╭─ Data extract

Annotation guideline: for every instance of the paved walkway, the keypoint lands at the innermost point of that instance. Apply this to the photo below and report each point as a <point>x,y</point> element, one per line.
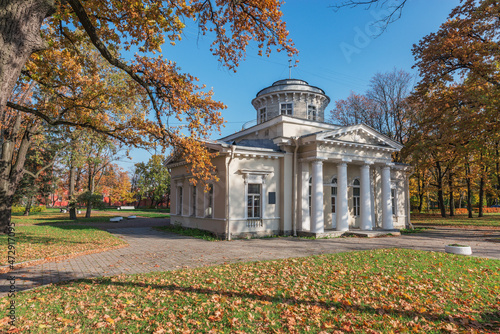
<point>150,250</point>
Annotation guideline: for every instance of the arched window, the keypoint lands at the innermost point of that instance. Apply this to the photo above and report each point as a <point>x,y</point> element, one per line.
<point>310,195</point>
<point>333,200</point>
<point>356,196</point>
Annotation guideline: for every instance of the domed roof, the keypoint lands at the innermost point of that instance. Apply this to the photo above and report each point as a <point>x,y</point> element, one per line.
<point>290,85</point>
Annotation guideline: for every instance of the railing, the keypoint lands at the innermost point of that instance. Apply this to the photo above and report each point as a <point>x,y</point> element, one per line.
<point>249,124</point>
<point>255,223</point>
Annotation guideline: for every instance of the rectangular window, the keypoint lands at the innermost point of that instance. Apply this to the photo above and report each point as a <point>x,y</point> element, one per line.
<point>179,202</point>
<point>311,112</point>
<point>253,201</point>
<point>334,199</point>
<point>210,202</point>
<point>193,201</point>
<point>286,109</point>
<point>310,198</point>
<point>356,200</point>
<point>393,200</point>
<point>262,115</point>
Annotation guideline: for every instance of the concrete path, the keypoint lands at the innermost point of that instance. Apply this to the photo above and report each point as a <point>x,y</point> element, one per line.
<point>150,250</point>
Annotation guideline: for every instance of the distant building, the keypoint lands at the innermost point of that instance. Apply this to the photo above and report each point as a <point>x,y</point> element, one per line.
<point>293,173</point>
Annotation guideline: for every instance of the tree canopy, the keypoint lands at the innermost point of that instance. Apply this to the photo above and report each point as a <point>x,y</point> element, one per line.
<point>75,53</point>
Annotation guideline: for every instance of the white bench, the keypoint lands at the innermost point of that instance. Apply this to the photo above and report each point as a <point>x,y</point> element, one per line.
<point>126,208</point>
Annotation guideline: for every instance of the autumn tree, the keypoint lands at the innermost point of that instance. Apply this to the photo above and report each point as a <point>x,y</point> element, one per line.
<point>58,44</point>
<point>152,180</point>
<point>116,184</point>
<point>384,106</point>
<point>460,87</point>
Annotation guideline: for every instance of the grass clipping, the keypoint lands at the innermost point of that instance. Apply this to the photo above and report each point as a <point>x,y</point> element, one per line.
<point>392,290</point>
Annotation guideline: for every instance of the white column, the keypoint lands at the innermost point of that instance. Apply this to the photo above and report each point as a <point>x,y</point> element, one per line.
<point>317,215</point>
<point>387,223</point>
<point>304,223</point>
<point>263,197</point>
<point>342,208</point>
<point>365,199</point>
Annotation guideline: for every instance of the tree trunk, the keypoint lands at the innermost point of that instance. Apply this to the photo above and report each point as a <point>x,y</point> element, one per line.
<point>20,30</point>
<point>469,192</point>
<point>481,196</point>
<point>440,190</point>
<point>452,199</point>
<point>72,200</point>
<point>91,193</point>
<point>11,172</point>
<point>27,209</point>
<point>421,194</point>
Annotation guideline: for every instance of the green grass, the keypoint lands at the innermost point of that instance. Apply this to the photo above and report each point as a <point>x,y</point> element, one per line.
<point>418,229</point>
<point>51,233</point>
<point>34,242</point>
<point>489,219</point>
<point>190,232</point>
<point>371,291</point>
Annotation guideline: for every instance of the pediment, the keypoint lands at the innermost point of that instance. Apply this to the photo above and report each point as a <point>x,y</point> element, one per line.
<point>359,134</point>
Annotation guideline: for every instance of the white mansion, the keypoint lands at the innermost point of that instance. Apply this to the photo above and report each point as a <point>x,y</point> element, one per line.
<point>294,174</point>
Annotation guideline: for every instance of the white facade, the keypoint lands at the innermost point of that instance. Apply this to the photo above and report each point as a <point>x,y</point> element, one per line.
<point>292,173</point>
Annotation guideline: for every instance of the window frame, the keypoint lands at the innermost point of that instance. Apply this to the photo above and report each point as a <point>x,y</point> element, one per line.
<point>394,203</point>
<point>286,113</point>
<point>333,195</point>
<point>251,200</point>
<point>356,198</point>
<point>209,202</point>
<point>194,198</point>
<point>262,115</point>
<point>179,200</point>
<point>310,197</point>
<point>315,112</point>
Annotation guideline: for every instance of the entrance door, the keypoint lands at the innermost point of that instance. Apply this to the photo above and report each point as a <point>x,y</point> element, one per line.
<point>333,202</point>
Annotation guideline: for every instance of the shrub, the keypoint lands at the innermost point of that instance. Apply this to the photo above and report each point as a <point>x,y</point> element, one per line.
<point>38,208</point>
<point>21,209</point>
<point>18,209</point>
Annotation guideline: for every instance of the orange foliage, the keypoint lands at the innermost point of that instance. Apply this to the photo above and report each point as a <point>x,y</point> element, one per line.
<point>85,83</point>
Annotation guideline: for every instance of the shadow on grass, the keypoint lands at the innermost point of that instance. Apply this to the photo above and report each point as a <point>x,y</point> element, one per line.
<point>489,320</point>
<point>25,237</point>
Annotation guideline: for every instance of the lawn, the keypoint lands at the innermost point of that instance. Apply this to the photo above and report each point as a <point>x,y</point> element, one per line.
<point>50,234</point>
<point>489,219</point>
<point>393,290</point>
<point>38,242</point>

╰─

Could you reproduce, word for word, the part of the records that opens with the line containing "Annotation guideline: for every instance of the distant" and closes with the line containing "<point>460,87</point>", including both of those lines?

Annotation guideline: for every instance of the distant building, the keypoint lands at the innermost point of that instance. Apply this to the photo above and report each point as a <point>x,y</point> element, one per line.
<point>293,173</point>
Annotation guideline: for every instance of the tree canopy, the keypoint lands at the innermost point of that instance. Apply this to the photo above and report each point as a <point>x,y</point> element, one per line.
<point>75,53</point>
Annotation guideline: for every instance of the white bench, the keypoint lands at the innermost point of that instance. Apply this to the photo above and report each point as a <point>x,y</point> element, one per line.
<point>126,208</point>
Annotation guideline: for every instance of the autumn tree, the keypoint lands at the innermost point of that instance. Apply this to the photo above and report each point as a <point>x,y</point> element, one per line.
<point>58,44</point>
<point>152,180</point>
<point>116,184</point>
<point>384,106</point>
<point>460,87</point>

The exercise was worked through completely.